WHAT YOU NEED TO DO: Write out every line of the data below verbatim, leaving out the pictures.

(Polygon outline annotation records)
+--

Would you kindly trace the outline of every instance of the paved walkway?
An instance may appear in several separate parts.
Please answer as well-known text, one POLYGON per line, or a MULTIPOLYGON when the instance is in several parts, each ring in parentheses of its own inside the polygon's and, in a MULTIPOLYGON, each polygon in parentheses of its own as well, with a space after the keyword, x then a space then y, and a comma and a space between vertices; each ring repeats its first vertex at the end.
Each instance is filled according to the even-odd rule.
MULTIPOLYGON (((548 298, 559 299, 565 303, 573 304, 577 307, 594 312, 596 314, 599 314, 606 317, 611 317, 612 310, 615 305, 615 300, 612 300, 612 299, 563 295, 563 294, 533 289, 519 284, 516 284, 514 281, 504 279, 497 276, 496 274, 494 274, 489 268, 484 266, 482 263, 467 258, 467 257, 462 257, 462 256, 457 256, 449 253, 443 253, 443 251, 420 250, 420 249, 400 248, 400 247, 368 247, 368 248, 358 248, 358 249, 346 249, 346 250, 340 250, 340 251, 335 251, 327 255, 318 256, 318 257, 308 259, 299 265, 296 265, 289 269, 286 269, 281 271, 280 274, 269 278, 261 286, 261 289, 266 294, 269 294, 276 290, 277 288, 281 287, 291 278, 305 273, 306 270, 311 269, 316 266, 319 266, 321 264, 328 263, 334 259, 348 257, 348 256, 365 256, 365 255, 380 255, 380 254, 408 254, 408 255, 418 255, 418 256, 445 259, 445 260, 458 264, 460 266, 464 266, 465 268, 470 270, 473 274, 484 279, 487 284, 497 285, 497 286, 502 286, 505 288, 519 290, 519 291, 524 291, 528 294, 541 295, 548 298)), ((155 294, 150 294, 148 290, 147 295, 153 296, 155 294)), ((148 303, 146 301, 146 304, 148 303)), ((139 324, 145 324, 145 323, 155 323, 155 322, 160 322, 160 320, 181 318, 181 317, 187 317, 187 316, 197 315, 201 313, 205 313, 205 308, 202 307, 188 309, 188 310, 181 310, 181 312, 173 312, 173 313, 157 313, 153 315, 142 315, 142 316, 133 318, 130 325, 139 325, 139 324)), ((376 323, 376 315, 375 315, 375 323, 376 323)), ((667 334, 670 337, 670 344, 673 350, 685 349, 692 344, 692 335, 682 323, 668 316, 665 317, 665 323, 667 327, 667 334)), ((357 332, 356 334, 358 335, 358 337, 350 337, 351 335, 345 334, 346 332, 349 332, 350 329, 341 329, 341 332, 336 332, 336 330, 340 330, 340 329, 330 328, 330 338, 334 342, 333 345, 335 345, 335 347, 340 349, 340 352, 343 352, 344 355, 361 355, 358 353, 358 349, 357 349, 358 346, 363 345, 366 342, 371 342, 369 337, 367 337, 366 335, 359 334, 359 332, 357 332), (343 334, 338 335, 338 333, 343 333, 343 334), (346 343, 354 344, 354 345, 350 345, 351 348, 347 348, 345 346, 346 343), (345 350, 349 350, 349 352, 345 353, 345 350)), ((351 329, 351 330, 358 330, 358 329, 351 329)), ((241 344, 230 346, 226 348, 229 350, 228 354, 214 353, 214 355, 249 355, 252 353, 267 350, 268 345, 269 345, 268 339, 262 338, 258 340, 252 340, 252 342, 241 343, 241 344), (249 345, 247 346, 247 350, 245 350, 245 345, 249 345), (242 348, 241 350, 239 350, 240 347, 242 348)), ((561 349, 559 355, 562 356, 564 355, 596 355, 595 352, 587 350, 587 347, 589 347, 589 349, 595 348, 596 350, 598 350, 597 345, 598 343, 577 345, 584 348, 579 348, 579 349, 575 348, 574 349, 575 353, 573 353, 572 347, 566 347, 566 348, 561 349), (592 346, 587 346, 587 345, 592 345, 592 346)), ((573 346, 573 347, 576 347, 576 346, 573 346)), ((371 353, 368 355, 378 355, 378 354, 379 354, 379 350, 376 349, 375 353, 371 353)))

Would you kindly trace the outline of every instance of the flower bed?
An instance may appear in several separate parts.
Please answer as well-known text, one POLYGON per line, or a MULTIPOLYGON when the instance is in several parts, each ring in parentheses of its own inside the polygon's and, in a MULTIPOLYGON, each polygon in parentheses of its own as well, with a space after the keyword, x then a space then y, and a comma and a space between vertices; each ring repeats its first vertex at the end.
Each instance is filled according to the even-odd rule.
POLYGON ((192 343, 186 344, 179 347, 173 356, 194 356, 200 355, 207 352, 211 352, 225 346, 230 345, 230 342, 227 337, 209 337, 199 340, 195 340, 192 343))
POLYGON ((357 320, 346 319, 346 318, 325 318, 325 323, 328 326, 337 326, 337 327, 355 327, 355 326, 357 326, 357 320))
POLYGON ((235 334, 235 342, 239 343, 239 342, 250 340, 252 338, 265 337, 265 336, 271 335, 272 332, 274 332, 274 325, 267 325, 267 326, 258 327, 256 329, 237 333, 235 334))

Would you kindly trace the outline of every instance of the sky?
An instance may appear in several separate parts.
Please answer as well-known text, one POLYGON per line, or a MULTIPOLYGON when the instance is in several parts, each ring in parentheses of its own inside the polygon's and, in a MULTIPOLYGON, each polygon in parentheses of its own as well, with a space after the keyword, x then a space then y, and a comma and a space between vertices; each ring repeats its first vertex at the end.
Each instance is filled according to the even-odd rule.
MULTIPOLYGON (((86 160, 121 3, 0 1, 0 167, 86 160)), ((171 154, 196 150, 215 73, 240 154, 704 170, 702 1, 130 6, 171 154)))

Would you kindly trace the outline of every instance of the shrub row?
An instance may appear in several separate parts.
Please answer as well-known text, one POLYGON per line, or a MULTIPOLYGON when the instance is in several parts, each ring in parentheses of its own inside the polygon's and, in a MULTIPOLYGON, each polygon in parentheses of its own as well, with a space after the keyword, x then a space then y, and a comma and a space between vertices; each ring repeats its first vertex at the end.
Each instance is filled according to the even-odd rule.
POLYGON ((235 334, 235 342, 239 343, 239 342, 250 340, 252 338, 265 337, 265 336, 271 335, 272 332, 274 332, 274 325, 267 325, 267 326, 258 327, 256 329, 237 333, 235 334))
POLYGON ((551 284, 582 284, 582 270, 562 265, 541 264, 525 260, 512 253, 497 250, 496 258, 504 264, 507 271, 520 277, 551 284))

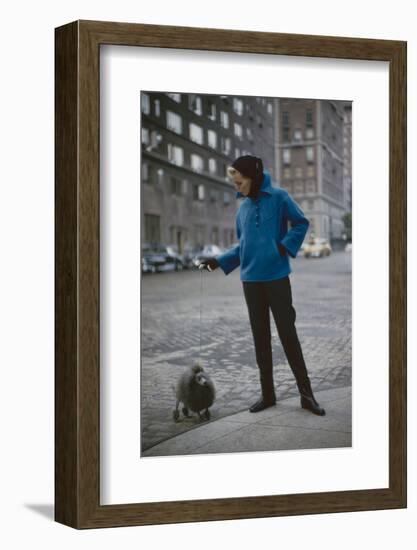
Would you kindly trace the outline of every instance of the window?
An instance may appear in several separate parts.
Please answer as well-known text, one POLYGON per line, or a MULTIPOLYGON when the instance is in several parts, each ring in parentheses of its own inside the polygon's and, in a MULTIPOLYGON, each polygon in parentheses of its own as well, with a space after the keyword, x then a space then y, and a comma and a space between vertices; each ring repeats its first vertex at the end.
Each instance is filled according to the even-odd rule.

+--

THE ANSWER:
Would you kindly trace the outline of every instance of the paved walkway?
An instance may appear in several separate parts.
Please answer as well-known text, one POLYGON per line, or a MULTIPOLYGON when the instance is in several parts, each ring in parentheses of its own inside the polygon's and, in a MULTIPOLYGON, each polygon in parentheses of its own as well, with a space after the keyword, x then a space then y, and a comma and a space between vertices; each ring repeats its first vertex at the end.
Each instance is filled according to the even-odd rule.
MULTIPOLYGON (((548 298, 559 299, 565 303, 573 304, 577 307, 594 312, 596 314, 599 314, 606 317, 611 317, 612 310, 615 305, 615 300, 612 300, 612 299, 563 295, 563 294, 533 289, 519 284, 516 284, 514 281, 504 279, 497 276, 496 274, 494 274, 489 268, 484 266, 482 263, 467 258, 467 257, 462 257, 462 256, 457 256, 449 253, 443 253, 443 251, 420 250, 420 249, 400 248, 400 247, 368 247, 368 248, 358 248, 358 249, 346 249, 346 250, 340 250, 340 251, 335 251, 327 255, 318 256, 318 257, 308 259, 299 265, 296 265, 289 269, 286 269, 281 271, 280 274, 269 278, 261 286, 261 289, 266 294, 269 294, 276 290, 277 288, 281 287, 291 278, 305 273, 306 270, 311 269, 316 266, 319 266, 321 264, 328 263, 334 259, 348 257, 348 256, 365 256, 365 255, 380 255, 380 254, 408 254, 408 255, 418 255, 418 256, 445 259, 445 260, 458 264, 460 266, 464 266, 465 268, 470 270, 473 274, 484 279, 487 284, 497 285, 497 286, 502 286, 505 288, 519 290, 519 291, 524 291, 528 294, 541 295, 548 298)), ((155 294, 150 294, 148 290, 147 295, 153 296, 155 294)), ((148 303, 146 301, 146 304, 148 303)), ((139 324, 145 324, 145 323, 155 323, 155 322, 160 322, 160 320, 181 318, 181 317, 187 317, 187 316, 197 315, 201 313, 205 313, 205 308, 202 307, 188 309, 188 310, 181 310, 181 312, 173 312, 173 313, 157 313, 153 315, 142 315, 142 316, 133 318, 130 325, 139 325, 139 324)), ((376 323, 376 315, 375 315, 375 323, 376 323)), ((667 334, 670 337, 670 344, 673 350, 685 349, 692 344, 692 335, 682 323, 668 316, 665 317, 665 323, 667 327, 667 334)), ((357 332, 356 334, 358 335, 358 337, 350 337, 351 335, 345 334, 346 332, 349 332, 350 329, 341 329, 341 332, 336 332, 336 330, 340 330, 340 329, 330 328, 330 338, 334 342, 333 345, 335 345, 335 347, 340 349, 340 352, 343 352, 344 355, 361 355, 358 353, 358 349, 357 349, 358 346, 363 345, 366 342, 371 342, 369 337, 367 337, 366 335, 359 334, 359 332, 357 332), (343 334, 338 335, 338 333, 343 333, 343 334), (346 343, 354 344, 354 345, 350 345, 351 348, 347 348, 345 346, 346 343), (345 350, 349 350, 349 352, 345 353, 345 350)), ((351 329, 351 330, 358 330, 358 329, 351 329)), ((241 344, 230 346, 226 348, 229 350, 228 354, 214 353, 214 355, 249 355, 252 353, 267 350, 268 345, 269 345, 268 339, 262 338, 258 340, 252 340, 252 342, 241 343, 241 344), (249 345, 247 346, 247 350, 245 350, 245 345, 249 345), (242 348, 241 350, 239 350, 240 347, 242 348)), ((561 349, 559 355, 562 356, 564 355, 596 355, 595 352, 587 350, 587 347, 589 347, 589 349, 595 348, 596 350, 598 350, 597 345, 598 343, 577 345, 584 348, 579 348, 579 349, 575 348, 574 349, 575 353, 573 353, 572 347, 566 347, 566 348, 561 349), (592 346, 587 346, 587 345, 592 345, 592 346)), ((573 346, 573 347, 576 347, 576 346, 573 346)), ((371 353, 368 355, 378 355, 378 354, 379 354, 379 350, 376 349, 375 353, 371 353)))

Would you kindly trace the outline of every instance of the flower bed?
An instance may appear in several separate parts.
Please answer as well-known text, one POLYGON per line, or a MULTIPOLYGON when the instance is in several parts, each ring in parentheses of its own inside the polygon's and, in a MULTIPOLYGON, each polygon in parentheses of its own as well, with a space after the keyword, x then a space then y, and a comma and a space between vertices; each ring repeats its first vertex at the end.
Each instance is filled according to the even-odd rule.
POLYGON ((192 343, 186 344, 179 347, 173 356, 194 356, 200 355, 207 352, 211 352, 225 346, 230 345, 230 342, 227 337, 209 337, 199 340, 195 340, 192 343))
POLYGON ((357 320, 346 319, 346 318, 325 318, 325 323, 328 326, 337 326, 337 327, 355 327, 355 326, 357 326, 357 320))
POLYGON ((235 334, 235 342, 239 343, 239 342, 250 340, 252 338, 265 337, 265 336, 271 335, 272 332, 274 332, 274 325, 267 325, 267 326, 258 327, 256 329, 237 333, 235 334))

Would you kindly trace the outline of every instance of the sky?
An instance may appear in several separate parts.
Please answer as well-known text, one POLYGON per line, or a MULTIPOLYGON when the instance is in several parts, each ring in parentheses of its own inside the polygon's and, in a MULTIPOLYGON, each polygon in parentheses of its own as well, with a space after the keyword, x then a space then y, and a comma and a space between vertices; each ring repeats its first vertex at the end.
Each instance is filled according to the even-odd rule.
MULTIPOLYGON (((86 160, 121 3, 0 1, 0 167, 86 160)), ((171 154, 196 150, 215 73, 240 154, 704 170, 702 1, 130 6, 171 154)))

Would you kindly trace the outline of every instance of the shrub row?
An instance may appear in several separate parts.
Please answer as well-known text, one POLYGON per line, or a MULTIPOLYGON when the instance is in several parts, each ring in parentheses of its own inside the polygon's and, in a MULTIPOLYGON, each polygon in parentheses of its own as well, with a space after the keyword, x then a space then y, and a comma and a space between vertices; each ring repeats its first vertex at the end.
Each instance is filled according to the even-odd rule.
POLYGON ((235 334, 235 342, 239 343, 239 342, 250 340, 252 338, 265 337, 265 336, 271 335, 272 332, 274 332, 274 325, 267 325, 267 326, 258 327, 256 329, 237 333, 235 334))
POLYGON ((551 284, 582 284, 582 270, 562 265, 541 264, 525 260, 512 253, 497 250, 496 258, 504 264, 507 271, 520 277, 551 284))

Would you kindly trace the outline of every instance of the window?
An instance may appear in several separate parts.
Please answer as well-known text, one POLYGON per line, or a MULTIPOLYGON when the instance is in several parts, each ring in parentheses of its own inside the polygon's and, in a MULTIPOLYGON, each polygon in parentheses of its own as well, with a space after the keyword, x then a space then y, and a comma and a space between vertices; each ring repeats its first vertex at the end.
Each instance is filled according to the even-odd rule.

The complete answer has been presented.